Point-per-instance localization data
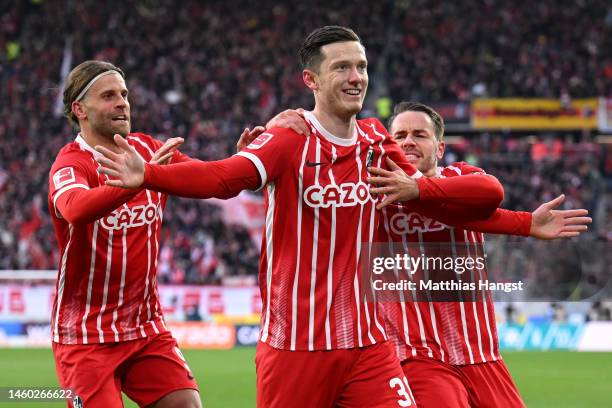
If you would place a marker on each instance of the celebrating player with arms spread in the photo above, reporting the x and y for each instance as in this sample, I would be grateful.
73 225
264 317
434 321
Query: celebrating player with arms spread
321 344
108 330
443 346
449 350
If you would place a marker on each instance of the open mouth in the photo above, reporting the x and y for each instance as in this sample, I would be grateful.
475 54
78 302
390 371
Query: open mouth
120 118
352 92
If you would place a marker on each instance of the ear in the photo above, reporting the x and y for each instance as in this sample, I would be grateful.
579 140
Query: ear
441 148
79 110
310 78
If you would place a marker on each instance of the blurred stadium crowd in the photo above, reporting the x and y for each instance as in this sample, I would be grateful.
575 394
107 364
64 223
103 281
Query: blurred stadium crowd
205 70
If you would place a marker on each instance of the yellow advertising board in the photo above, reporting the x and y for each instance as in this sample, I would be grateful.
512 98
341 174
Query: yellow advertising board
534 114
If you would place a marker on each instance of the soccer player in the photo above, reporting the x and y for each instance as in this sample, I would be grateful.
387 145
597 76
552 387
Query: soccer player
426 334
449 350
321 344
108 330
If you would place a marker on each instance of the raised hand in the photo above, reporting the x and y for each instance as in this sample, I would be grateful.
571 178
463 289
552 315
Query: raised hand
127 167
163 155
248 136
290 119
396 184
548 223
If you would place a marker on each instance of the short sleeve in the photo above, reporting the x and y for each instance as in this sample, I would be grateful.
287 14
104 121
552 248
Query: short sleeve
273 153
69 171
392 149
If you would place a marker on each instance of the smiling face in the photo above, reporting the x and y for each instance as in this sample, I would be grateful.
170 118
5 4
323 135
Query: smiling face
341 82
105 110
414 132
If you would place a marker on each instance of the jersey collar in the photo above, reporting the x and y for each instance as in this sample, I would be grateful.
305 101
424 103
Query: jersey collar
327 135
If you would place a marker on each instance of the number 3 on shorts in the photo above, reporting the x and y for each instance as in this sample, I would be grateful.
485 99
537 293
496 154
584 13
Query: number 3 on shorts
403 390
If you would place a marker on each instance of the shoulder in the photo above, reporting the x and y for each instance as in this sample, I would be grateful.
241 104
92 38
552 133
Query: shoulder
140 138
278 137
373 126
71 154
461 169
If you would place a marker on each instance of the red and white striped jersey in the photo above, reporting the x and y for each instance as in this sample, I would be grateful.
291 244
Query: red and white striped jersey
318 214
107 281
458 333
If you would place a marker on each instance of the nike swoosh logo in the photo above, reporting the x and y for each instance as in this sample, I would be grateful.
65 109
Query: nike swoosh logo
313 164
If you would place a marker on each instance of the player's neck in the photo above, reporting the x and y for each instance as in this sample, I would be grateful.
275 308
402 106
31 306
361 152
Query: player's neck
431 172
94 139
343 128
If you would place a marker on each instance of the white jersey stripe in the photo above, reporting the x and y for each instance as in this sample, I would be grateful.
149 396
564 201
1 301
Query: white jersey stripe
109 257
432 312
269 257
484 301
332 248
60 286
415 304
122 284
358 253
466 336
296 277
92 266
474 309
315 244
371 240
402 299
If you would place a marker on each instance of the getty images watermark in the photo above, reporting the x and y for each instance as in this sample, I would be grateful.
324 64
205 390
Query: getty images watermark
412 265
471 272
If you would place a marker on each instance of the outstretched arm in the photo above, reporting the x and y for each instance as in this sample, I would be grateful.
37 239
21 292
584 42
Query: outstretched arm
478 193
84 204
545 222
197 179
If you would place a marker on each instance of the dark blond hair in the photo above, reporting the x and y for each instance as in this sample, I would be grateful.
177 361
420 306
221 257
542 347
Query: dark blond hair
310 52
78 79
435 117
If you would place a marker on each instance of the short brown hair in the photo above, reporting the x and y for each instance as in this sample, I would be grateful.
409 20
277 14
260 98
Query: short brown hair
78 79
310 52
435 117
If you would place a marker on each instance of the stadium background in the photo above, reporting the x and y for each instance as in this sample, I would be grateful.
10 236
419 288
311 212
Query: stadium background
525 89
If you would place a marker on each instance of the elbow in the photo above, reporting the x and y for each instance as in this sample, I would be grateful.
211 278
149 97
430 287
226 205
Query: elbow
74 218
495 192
...
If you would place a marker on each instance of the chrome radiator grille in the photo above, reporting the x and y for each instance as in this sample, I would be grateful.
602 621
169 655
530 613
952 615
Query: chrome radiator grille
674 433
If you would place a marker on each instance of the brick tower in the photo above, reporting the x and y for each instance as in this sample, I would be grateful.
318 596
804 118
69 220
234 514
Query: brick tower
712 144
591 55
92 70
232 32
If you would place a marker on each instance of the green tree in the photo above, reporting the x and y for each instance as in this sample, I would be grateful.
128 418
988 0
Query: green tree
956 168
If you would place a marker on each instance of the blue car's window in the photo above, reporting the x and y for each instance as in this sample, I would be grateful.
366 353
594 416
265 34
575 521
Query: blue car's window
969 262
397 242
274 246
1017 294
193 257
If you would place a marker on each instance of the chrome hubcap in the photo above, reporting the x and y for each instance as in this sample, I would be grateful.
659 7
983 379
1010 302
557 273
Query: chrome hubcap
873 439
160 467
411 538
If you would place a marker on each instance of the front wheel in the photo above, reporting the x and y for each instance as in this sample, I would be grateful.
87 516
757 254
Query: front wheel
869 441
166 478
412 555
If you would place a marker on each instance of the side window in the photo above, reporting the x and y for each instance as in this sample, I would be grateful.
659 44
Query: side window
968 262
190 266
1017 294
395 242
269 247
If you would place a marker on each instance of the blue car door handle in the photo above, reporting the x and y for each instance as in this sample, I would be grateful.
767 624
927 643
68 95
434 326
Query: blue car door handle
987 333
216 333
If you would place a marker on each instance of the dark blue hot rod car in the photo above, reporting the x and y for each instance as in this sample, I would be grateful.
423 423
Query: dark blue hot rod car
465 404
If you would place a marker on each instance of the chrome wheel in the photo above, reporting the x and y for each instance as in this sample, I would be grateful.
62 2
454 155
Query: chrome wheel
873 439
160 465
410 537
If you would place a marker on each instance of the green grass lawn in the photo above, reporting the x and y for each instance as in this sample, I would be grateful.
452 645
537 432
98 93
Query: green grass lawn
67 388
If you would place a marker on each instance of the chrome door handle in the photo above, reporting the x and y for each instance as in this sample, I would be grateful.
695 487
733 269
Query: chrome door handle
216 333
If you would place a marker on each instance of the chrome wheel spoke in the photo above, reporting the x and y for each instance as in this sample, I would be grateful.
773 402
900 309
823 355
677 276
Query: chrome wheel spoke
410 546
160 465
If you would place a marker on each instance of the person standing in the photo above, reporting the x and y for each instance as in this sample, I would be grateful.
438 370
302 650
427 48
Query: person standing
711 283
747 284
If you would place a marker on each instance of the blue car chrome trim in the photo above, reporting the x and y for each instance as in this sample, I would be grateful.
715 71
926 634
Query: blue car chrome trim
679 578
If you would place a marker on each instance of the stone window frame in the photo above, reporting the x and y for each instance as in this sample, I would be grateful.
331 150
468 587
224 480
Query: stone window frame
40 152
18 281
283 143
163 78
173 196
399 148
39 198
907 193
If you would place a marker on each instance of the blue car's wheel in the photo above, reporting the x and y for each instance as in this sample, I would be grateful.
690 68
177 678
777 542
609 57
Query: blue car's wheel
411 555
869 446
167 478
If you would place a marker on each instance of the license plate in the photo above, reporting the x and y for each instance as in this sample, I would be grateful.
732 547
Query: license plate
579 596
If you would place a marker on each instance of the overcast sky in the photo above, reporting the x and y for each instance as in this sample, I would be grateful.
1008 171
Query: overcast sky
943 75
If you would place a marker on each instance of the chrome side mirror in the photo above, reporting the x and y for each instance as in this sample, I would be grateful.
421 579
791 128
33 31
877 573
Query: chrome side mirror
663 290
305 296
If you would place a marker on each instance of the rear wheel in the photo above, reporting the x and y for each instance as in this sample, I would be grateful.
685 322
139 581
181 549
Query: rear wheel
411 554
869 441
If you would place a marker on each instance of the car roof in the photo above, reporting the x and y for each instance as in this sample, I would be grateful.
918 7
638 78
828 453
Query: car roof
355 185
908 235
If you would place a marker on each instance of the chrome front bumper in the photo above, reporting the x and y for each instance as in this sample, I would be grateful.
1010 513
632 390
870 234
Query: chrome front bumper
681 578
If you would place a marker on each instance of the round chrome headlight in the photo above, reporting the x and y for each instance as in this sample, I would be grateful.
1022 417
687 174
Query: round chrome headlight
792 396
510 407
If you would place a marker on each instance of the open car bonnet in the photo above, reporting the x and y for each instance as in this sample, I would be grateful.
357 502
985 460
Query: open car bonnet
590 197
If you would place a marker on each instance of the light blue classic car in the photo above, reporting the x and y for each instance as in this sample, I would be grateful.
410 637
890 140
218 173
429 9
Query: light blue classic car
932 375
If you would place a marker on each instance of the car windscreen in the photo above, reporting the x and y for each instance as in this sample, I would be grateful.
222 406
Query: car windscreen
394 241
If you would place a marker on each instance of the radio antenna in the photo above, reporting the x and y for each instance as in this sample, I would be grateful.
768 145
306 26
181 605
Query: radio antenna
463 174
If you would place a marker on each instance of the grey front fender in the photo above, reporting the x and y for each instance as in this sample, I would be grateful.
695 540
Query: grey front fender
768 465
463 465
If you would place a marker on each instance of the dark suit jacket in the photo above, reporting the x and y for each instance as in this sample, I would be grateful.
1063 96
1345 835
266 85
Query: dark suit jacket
--
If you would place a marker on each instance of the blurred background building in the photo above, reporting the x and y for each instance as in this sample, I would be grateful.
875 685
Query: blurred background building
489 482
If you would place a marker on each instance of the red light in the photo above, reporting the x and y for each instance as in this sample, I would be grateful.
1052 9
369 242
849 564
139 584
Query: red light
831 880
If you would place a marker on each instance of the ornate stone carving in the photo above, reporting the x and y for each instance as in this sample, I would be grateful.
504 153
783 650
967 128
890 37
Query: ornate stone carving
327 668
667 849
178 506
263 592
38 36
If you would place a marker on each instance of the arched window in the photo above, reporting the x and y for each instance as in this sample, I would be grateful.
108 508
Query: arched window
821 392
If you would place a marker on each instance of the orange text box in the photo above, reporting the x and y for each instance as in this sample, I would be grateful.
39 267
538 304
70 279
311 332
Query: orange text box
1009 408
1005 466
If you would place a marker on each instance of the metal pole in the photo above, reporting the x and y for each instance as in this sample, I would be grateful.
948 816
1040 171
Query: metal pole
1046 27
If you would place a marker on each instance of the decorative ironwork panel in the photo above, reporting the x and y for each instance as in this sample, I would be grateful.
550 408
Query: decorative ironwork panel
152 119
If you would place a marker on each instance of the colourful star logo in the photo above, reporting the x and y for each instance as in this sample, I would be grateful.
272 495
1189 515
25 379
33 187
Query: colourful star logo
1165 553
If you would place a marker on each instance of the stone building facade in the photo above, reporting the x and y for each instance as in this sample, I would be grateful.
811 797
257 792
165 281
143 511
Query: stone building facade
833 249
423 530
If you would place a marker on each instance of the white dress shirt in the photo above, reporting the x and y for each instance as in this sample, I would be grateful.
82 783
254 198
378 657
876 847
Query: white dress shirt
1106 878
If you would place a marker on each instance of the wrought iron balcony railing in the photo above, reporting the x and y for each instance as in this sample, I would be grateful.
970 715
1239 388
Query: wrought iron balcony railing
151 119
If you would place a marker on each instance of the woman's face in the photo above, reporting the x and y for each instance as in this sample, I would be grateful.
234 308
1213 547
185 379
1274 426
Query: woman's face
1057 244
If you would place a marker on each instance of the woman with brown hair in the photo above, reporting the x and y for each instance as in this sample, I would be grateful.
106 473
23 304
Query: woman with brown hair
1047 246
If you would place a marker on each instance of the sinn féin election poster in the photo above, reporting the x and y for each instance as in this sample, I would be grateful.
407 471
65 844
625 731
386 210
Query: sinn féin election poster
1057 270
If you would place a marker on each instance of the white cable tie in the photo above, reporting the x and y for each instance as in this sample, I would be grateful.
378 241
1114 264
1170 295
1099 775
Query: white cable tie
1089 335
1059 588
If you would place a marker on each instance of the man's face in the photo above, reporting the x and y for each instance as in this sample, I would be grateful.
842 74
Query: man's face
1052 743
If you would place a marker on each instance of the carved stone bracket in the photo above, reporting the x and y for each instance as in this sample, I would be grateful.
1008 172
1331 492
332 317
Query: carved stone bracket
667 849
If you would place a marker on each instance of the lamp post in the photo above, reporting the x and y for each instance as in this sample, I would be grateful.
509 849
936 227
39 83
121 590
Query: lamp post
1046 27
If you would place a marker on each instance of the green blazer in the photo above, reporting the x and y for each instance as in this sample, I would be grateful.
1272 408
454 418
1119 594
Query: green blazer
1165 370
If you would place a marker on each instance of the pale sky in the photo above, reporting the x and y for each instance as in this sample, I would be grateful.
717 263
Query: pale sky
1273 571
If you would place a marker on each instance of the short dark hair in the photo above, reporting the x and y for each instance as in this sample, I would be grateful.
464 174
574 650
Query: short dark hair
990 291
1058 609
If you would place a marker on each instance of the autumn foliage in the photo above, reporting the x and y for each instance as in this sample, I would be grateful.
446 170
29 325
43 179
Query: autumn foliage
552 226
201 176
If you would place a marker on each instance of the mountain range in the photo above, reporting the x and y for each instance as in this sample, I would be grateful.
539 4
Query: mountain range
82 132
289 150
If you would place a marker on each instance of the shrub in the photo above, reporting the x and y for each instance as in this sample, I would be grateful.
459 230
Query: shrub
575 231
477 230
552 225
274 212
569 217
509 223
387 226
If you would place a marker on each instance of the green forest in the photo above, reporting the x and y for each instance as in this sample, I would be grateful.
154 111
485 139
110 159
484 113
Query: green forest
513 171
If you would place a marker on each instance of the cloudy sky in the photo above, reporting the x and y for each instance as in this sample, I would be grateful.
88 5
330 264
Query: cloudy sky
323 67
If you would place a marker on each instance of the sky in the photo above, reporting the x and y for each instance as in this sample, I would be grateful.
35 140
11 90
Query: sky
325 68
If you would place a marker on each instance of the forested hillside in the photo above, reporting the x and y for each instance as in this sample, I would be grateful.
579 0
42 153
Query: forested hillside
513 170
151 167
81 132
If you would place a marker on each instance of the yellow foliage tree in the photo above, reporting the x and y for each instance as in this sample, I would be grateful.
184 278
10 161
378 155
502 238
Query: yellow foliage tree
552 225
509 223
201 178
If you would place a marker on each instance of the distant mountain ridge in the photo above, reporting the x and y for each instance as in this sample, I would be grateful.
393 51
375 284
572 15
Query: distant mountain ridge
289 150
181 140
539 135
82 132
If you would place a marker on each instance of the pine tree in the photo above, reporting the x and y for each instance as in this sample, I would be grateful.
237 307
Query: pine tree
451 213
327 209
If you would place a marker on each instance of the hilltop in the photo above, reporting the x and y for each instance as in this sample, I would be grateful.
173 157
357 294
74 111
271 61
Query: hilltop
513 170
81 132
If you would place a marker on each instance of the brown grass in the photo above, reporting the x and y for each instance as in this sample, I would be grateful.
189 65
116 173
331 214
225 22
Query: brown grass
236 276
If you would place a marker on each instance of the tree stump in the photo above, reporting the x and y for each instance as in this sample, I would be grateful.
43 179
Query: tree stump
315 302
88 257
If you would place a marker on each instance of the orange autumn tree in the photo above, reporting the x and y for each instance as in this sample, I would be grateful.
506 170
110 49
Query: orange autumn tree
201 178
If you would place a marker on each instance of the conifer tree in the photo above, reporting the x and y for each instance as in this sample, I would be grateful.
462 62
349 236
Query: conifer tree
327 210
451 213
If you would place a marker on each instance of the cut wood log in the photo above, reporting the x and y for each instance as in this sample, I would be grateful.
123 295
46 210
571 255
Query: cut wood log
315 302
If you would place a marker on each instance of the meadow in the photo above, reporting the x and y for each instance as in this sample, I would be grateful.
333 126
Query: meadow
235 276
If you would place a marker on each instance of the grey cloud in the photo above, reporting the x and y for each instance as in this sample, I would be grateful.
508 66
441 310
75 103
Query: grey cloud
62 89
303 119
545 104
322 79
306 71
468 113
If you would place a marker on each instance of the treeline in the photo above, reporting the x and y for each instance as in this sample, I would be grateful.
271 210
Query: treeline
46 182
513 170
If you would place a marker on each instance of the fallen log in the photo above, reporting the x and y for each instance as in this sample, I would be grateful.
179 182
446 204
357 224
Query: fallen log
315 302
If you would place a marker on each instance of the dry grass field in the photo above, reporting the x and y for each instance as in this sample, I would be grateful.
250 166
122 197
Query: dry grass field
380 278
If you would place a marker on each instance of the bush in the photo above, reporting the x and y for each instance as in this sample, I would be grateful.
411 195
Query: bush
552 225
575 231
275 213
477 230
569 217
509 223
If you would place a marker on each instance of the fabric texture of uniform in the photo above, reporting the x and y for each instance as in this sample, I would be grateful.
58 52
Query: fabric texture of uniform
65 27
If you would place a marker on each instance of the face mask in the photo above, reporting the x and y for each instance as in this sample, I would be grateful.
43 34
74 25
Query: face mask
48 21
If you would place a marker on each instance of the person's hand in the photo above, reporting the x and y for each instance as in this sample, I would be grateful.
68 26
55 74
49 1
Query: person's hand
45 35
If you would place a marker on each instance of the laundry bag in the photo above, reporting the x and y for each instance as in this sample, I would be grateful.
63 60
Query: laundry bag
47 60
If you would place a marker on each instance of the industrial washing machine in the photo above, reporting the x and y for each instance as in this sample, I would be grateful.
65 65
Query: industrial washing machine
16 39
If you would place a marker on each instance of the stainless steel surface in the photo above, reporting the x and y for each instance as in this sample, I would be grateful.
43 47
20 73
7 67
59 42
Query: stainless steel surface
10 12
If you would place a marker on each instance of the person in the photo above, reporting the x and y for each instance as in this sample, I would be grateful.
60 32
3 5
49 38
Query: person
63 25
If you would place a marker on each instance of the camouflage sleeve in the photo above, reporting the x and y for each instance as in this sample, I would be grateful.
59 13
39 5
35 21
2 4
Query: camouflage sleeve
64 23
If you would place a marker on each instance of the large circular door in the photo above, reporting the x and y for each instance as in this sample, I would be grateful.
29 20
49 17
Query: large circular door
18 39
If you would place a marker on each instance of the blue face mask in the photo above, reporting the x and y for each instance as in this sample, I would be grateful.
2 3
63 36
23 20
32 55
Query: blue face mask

▶ _WORK INSTRUCTION_
Which lines in the records contain the word "jacket"? Copy each one.

▶ _ANSWER SECTION_
If you would place a marker on each instance of the dark suit jacket in the photo above, reporting the x and y for each instance as in this sample, I would be grateful.
Query: dark suit jacket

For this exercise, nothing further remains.